Dataset excerpts ::
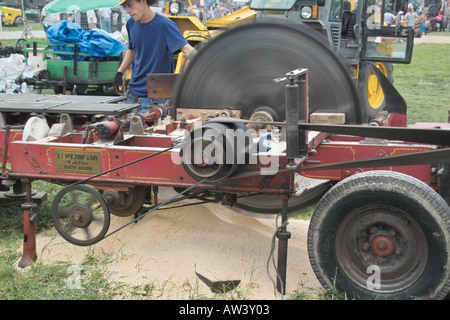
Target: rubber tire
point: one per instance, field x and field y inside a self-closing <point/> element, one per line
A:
<point x="429" y="212"/>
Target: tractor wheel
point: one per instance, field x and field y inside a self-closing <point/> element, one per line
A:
<point x="381" y="235"/>
<point x="371" y="92"/>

WHAT THE TASK ASKS :: Repeat the records above exactly, leaving out the pictures.

TASK ANSWER ::
Target: rubber tire
point: one per instance, field x and field y inside a self-closing <point/> element, one per line
A:
<point x="429" y="212"/>
Target: tractor wheel
point: one per instance, field x and field y inside a self-closing <point/> element, one per line
A:
<point x="381" y="235"/>
<point x="371" y="92"/>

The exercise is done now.